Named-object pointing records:
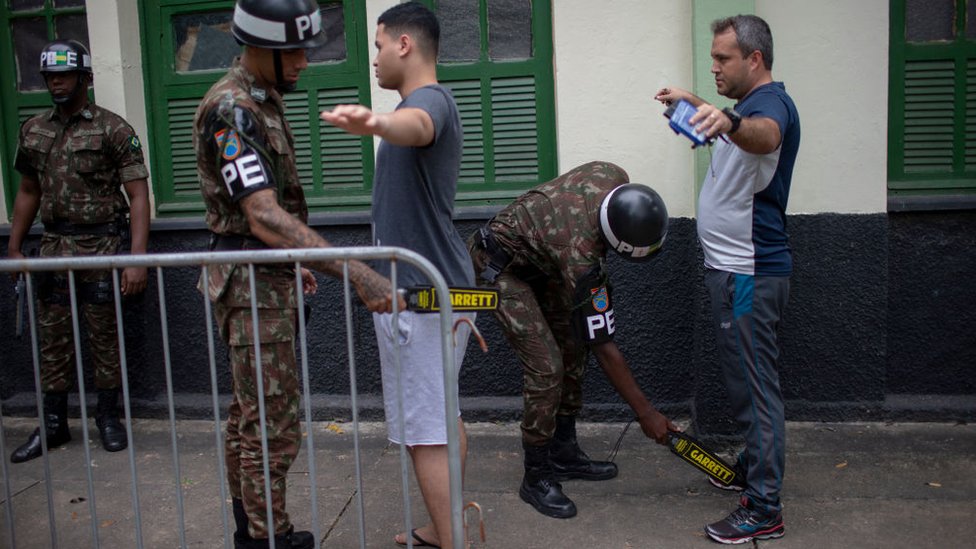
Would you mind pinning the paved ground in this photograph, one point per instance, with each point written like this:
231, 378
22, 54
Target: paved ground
848, 485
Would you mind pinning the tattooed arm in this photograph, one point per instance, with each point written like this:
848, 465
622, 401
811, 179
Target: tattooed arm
278, 229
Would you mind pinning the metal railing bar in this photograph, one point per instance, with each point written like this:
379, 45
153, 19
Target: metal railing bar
259, 382
401, 420
214, 393
289, 255
251, 258
354, 403
73, 294
307, 397
167, 362
35, 354
9, 511
124, 365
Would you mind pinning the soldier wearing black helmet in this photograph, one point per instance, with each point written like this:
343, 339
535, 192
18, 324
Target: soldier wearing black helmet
79, 163
249, 181
546, 254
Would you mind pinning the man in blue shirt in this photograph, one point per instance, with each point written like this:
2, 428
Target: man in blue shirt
748, 261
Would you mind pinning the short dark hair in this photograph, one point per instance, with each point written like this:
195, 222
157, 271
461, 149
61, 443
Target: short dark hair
416, 20
751, 32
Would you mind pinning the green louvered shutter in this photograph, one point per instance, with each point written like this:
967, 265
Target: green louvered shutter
970, 139
515, 128
503, 85
929, 116
931, 104
185, 185
467, 95
342, 153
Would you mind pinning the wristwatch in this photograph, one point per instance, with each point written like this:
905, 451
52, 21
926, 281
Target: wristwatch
735, 117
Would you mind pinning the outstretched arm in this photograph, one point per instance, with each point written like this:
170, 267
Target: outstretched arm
406, 127
614, 365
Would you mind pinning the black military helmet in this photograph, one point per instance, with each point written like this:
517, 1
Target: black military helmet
634, 221
65, 56
278, 24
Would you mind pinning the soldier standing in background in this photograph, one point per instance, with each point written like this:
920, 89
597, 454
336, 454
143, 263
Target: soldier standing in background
249, 180
75, 160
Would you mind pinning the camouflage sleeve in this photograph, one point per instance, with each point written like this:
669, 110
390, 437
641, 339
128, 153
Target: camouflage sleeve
240, 148
593, 320
127, 154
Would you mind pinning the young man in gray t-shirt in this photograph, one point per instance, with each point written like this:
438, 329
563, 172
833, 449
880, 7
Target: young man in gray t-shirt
413, 201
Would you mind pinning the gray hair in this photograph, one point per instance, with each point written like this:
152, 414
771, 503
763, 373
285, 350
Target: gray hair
751, 32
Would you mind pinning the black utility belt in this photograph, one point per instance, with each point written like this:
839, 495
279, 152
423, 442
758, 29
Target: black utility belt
67, 228
235, 242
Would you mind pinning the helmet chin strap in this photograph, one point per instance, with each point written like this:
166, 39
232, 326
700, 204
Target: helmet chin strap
280, 84
81, 86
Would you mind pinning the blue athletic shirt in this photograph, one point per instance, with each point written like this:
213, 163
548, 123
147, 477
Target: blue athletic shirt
742, 205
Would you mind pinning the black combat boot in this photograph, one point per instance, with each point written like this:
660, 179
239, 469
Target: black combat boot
240, 520
569, 461
113, 434
289, 540
539, 489
56, 425
243, 540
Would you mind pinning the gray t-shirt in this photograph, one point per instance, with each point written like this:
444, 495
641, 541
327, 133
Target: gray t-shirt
413, 194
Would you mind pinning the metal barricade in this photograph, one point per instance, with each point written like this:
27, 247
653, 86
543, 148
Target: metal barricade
250, 259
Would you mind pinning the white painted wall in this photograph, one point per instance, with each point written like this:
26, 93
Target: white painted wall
113, 31
382, 100
611, 57
833, 57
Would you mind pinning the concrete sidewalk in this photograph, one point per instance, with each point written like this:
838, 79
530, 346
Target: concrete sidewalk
847, 485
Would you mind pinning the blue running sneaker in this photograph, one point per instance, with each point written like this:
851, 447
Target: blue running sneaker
746, 524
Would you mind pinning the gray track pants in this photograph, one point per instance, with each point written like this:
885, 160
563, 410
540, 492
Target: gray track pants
746, 311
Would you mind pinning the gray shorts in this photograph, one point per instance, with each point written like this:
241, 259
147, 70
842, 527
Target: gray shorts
421, 374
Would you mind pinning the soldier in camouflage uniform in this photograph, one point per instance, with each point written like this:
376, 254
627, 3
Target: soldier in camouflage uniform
75, 160
249, 181
546, 254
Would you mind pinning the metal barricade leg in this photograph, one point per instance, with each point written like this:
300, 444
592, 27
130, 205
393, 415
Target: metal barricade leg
214, 393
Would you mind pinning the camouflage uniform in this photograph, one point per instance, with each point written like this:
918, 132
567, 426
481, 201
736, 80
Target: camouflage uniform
216, 134
80, 165
552, 237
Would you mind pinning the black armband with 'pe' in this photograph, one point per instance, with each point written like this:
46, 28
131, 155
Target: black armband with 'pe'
593, 320
241, 153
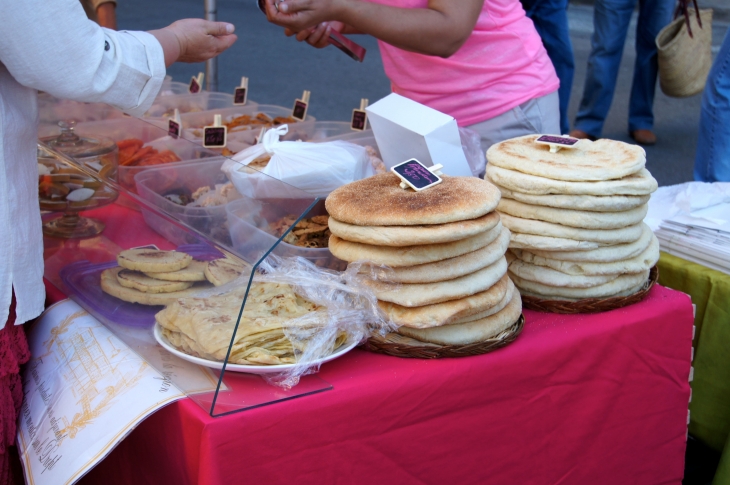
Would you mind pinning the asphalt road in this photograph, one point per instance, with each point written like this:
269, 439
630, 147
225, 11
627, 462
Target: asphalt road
279, 69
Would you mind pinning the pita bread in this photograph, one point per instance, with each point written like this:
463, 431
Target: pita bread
605, 254
379, 201
606, 290
642, 262
518, 225
110, 285
142, 282
596, 203
153, 260
413, 235
414, 294
410, 255
194, 272
447, 269
449, 311
549, 276
471, 332
640, 183
587, 160
573, 218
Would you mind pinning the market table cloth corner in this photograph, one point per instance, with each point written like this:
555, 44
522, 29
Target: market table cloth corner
589, 399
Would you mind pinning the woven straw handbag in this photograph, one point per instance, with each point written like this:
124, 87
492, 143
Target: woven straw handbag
685, 51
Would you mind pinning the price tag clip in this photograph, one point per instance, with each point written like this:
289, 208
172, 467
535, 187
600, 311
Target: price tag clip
416, 175
240, 94
360, 116
299, 112
215, 136
196, 83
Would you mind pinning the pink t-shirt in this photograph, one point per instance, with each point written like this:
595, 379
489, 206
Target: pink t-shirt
502, 65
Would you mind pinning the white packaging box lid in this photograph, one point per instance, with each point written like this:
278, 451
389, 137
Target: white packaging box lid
405, 129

=== Request ===
Output the data exactly. Pictures don't belong in the result.

=== Solved exercise ===
Would you mind pinning the paved ground in this photograph, one point per instance, with each point written like this:
231, 378
22, 54
Target: paved ground
848, 485
Would you mind pinning the tattooed arm in this photograph, one point per instance, with each point written like this:
848, 465
622, 401
811, 179
Target: tattooed arm
278, 229
Would you mind pinning the metal railing bar in this photograph, one point per instance, with each point written like this:
379, 45
153, 19
Target: metal railing bar
259, 382
401, 420
214, 393
289, 255
251, 258
354, 403
73, 294
307, 397
167, 362
35, 354
9, 511
124, 365
Would you mind pinning the soldier wearing black helmet in this photograph, one point per instance, with each point written like this:
343, 339
535, 192
18, 324
Target: soldier wearing black helmet
79, 163
249, 181
546, 254
Would you mind pinning the man in blue shirt in this photograph, one point per instance, with each point written like this:
2, 428
Target: man in blue shirt
748, 261
Would you mind pinning the short dark hair in this photograph, one point per instance, with each point written like this:
195, 222
157, 271
461, 149
61, 443
Target: short dark hair
416, 20
751, 32
Would you mind pinning the green louvered shutter in this photograph, one point per instance, with each point written like this:
967, 265
Target: green louvered shutter
970, 139
515, 128
503, 85
929, 116
931, 104
185, 185
467, 95
342, 153
Would you mind pinning the wristwatch in this photograph, one point per instance, with each point written like this:
905, 451
52, 21
926, 281
Target: wristwatch
735, 117
Would you mind pinning the outstretched arm in this photograph, one point per instance, with each point written like this:
170, 267
Target: outstretched arm
406, 127
614, 365
Would you mind pinning the black military helmet in this photograph, one point per instance, with each point written like this:
517, 1
Target: black military helmet
634, 221
65, 56
278, 24
Would you mind pinning the soldier standing in background in this photograph, one point per instance, with each point written like this:
920, 89
597, 454
336, 454
143, 263
Target: soldier standing in background
249, 180
75, 160
Would you mind pinning the camouflage sleeve in this photograph, one point per instance, with each point written like this:
669, 110
390, 437
641, 339
128, 153
Target: camouflage sleeve
240, 148
593, 320
127, 154
Would you mind pinning the young man in gray t-shirt in this photograph, one point per instance, with each point written like this:
438, 329
563, 172
833, 449
880, 7
Target: young man in gray t-shirt
413, 201
Would you mind pinning the gray hair in this photograph, one point per instance, with each point written like this:
152, 414
771, 503
763, 373
285, 350
Target: gray hair
751, 32
Would you mind pinning the black utility belt in this photograph, one point per instance, with each point written like this:
839, 495
279, 152
423, 442
758, 29
Target: black utility belt
67, 228
235, 242
Would you mind pinning the helmet chin strap in this photograph, one point per instance, with each point written like this:
166, 39
232, 326
700, 204
Target: helmet chin strap
280, 84
81, 86
Would you mind pinning the blue athletic shirt in this photograph, one point per instance, with each point written like this:
213, 163
548, 123
147, 477
Target: blue athletic shirt
742, 205
Would you mind pinning the black combat boot in this photograph, one point per instance, with each point written like this:
660, 179
239, 469
Target: black combat boot
240, 520
569, 461
113, 434
289, 540
539, 489
56, 425
243, 540
Would you mind pinning the gray t-shirt in this photograph, one point per instance, with each point written like this:
444, 495
641, 541
327, 133
Target: gray t-shirt
413, 194
Would you mind pinning the metal barricade in this photograph, one point per instance, with each point written like this:
27, 247
653, 86
543, 148
Target: metal barricade
250, 259
Would you mind pinning the white painted wall in this photograph, one point per instance, with each point written like this:
26, 93
Target: white painted wall
113, 31
382, 100
611, 57
833, 57
Would you mind pinning the concrete sidewalk in this photograph, one point per instance, with each point written like this:
838, 79
530, 346
Target: concrete sidewalk
847, 485
Would you mind pinning the blue running sneaker in this photograph, one point per instance, with each point written like this:
851, 447
Target: blue running sneaker
746, 524
Would you mind pinning the gray track pants in this photograph, one point per instance, with each point written like this:
885, 160
563, 410
540, 492
Target: gray track pants
746, 311
Would you mind pinning the gray shorts in this photograph, one point per instance, with each point written like this:
241, 259
147, 70
842, 527
Target: gray shorts
421, 374
Would you mind pinning the soldier in camouflage uniform in this photograph, one point per instance, with each point written like this:
376, 254
627, 3
Target: soldier in camouflage uniform
75, 160
249, 181
546, 254
Would you mind pinning the metal barricade leg in this photograph, one point per instance, with each point written like this:
300, 444
592, 27
130, 205
393, 415
Target: metal barricade leg
214, 393
Would you mind pinning the camouflage uniform in this photograph, one point per instance, with each point written like this:
918, 132
567, 426
481, 201
736, 80
Target: camouflage uniform
216, 134
80, 165
552, 237
Would you mind pinning the black armband with 'pe' in this photograph, one point per instance, with each point written like this:
46, 28
131, 155
Target: black armband with 'pe'
593, 320
241, 153
Would you mind pinning the asphalt road in this photograph, one point per instance, with each point written like this:
269, 439
630, 147
225, 11
627, 462
Target: asphalt road
279, 69
Would you mind pinning the pita bread in this photograph, one point per instance, with each point written like this:
463, 431
Target: pita bread
605, 254
379, 201
606, 290
642, 262
518, 225
110, 285
142, 282
596, 203
153, 260
413, 235
414, 294
410, 255
194, 272
447, 269
449, 311
549, 276
471, 332
640, 183
587, 160
573, 218
Would you mind pinning the market table cloth corner in this photograph, one point per instance, with each point written like this:
555, 44
522, 29
Target: market table cloth corner
589, 399
Would you mind pinning the woven straw handbag in this photograph, one point per instance, with each point written like this:
124, 87
492, 143
Target: woven straw handbag
685, 51
Would you mind pinning the price tag clip in this photograph, one point per instance, with each point written like this:
289, 208
172, 467
535, 187
600, 311
Target: price tag clip
416, 175
240, 94
360, 116
299, 112
215, 136
196, 83
Would you mind pinning the pink t-shirt in this photograph, one point per instance, with each point written like this:
595, 379
489, 206
Target: pink t-shirt
502, 65
Would you mind pinning the white packaging box lid in this photograph, one point per instance, with each point written like this:
278, 451
389, 137
Target: white packaging box lid
405, 129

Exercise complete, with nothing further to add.